THE RECORDS:
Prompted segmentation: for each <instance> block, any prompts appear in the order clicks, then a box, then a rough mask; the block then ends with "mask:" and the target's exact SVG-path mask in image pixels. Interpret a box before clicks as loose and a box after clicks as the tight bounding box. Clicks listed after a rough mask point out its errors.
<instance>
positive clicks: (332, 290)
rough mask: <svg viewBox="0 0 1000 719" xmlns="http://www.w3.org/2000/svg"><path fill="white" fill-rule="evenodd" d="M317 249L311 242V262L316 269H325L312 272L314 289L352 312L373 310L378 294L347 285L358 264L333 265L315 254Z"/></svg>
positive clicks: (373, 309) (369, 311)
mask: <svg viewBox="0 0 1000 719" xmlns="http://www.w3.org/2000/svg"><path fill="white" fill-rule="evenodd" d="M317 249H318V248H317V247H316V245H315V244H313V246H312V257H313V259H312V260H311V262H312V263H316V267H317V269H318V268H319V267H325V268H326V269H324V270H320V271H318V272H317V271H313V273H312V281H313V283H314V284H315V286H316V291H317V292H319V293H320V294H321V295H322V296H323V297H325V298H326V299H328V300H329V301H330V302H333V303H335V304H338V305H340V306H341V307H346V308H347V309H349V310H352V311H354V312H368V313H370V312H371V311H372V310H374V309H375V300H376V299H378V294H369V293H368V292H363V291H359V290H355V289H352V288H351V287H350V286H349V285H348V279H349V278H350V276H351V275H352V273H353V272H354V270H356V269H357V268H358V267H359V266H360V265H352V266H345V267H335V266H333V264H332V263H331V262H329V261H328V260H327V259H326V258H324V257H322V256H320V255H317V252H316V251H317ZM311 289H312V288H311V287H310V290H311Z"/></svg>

WHAT TO WORK ON: Can you write out all of the data above, reproducing every line character for character?

ANSWER TO THE PROBLEM:
Prompted segmentation: for each <instance> block, any prompts appear in the order clicks, then a box, then a rough mask; the block then ends with "mask:" and the target's exact SVG-path mask in image pixels. Interpret a box before clicks as loose and a box after clicks as the tight bounding box. Clicks listed after a rough mask point out its errors.
<instance>
positive clicks: (332, 290)
rough mask: <svg viewBox="0 0 1000 719" xmlns="http://www.w3.org/2000/svg"><path fill="white" fill-rule="evenodd" d="M317 249L311 242V262L316 269H325L312 272L314 289L352 312L373 310L378 294L347 285L358 264L333 265L315 254Z"/></svg>
positive clicks: (373, 309) (369, 311)
mask: <svg viewBox="0 0 1000 719" xmlns="http://www.w3.org/2000/svg"><path fill="white" fill-rule="evenodd" d="M317 249H318V248H317V247H316V245H315V244H313V246H312V257H313V259H312V260H311V262H312V263H316V267H317V269H318V268H319V267H325V268H326V269H324V270H320V271H318V272H317V271H313V273H312V281H313V283H314V284H315V286H316V291H317V292H319V293H320V294H321V295H322V296H323V297H325V298H326V299H328V300H329V301H330V302H333V303H335V304H338V305H340V306H341V307H346V308H347V309H349V310H352V311H354V312H368V313H370V312H371V311H372V310H374V309H375V300H376V299H378V294H369V293H368V292H363V291H359V290H355V289H352V288H351V287H350V286H349V285H348V279H349V278H350V276H351V275H352V273H353V272H354V270H356V269H357V268H358V267H359V266H360V265H352V266H345V267H335V266H333V264H332V263H331V262H329V261H328V260H327V259H326V258H324V257H322V256H320V255H317V252H316V251H317ZM311 289H312V288H311V287H310V290H311Z"/></svg>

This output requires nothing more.